Entrées de données enregistrées:
^^^^

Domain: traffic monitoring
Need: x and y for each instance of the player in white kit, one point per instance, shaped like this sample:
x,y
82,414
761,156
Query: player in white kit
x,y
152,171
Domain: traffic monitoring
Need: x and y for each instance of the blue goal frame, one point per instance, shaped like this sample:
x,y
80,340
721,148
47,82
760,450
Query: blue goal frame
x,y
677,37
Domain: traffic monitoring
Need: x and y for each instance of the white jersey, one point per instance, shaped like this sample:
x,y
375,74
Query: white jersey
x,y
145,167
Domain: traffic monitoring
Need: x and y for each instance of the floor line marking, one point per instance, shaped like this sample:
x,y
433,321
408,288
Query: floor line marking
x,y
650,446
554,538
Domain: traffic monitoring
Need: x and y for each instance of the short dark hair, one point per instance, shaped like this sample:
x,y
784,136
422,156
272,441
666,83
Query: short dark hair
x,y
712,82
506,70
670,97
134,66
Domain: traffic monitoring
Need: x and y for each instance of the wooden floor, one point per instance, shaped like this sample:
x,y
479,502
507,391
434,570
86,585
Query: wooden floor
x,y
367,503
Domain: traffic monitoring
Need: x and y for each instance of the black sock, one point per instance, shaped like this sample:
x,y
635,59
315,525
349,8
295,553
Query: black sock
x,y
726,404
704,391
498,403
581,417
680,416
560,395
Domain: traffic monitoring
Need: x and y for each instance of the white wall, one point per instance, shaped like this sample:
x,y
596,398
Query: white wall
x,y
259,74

^^^^

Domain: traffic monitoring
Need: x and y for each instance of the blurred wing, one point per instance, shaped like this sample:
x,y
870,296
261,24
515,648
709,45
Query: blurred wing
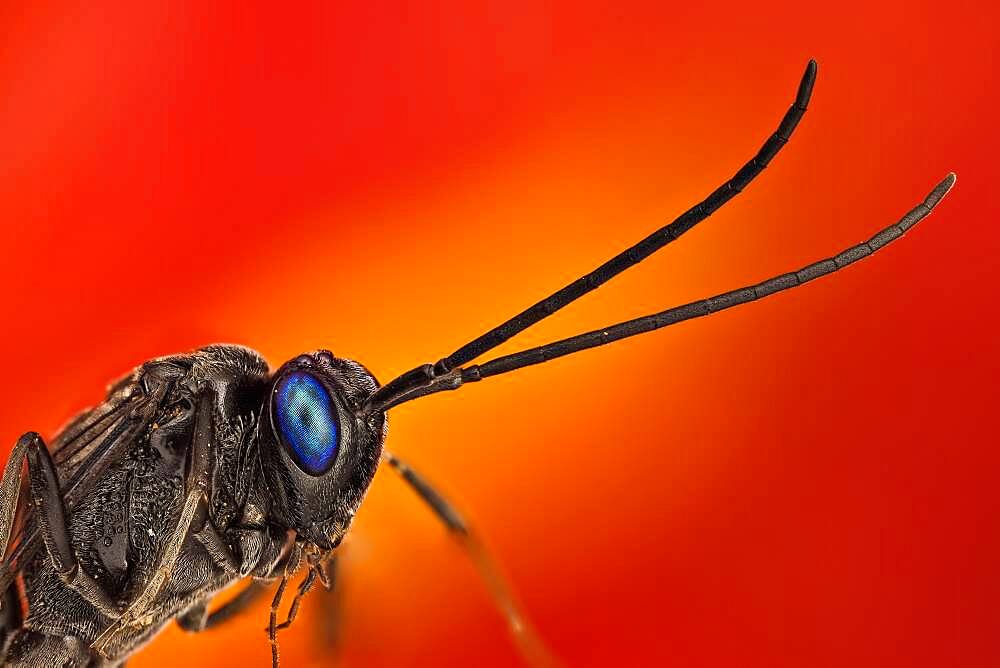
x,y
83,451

^^^^

■ **CONSIGNE**: Citez chaque ligne contenant le mot "line", en respectant la casse.

■ **RÉPONSE**:
Need: x and y for each instance of the floor line marking, one point per instance, shaped like this sample:
Query: floor line marking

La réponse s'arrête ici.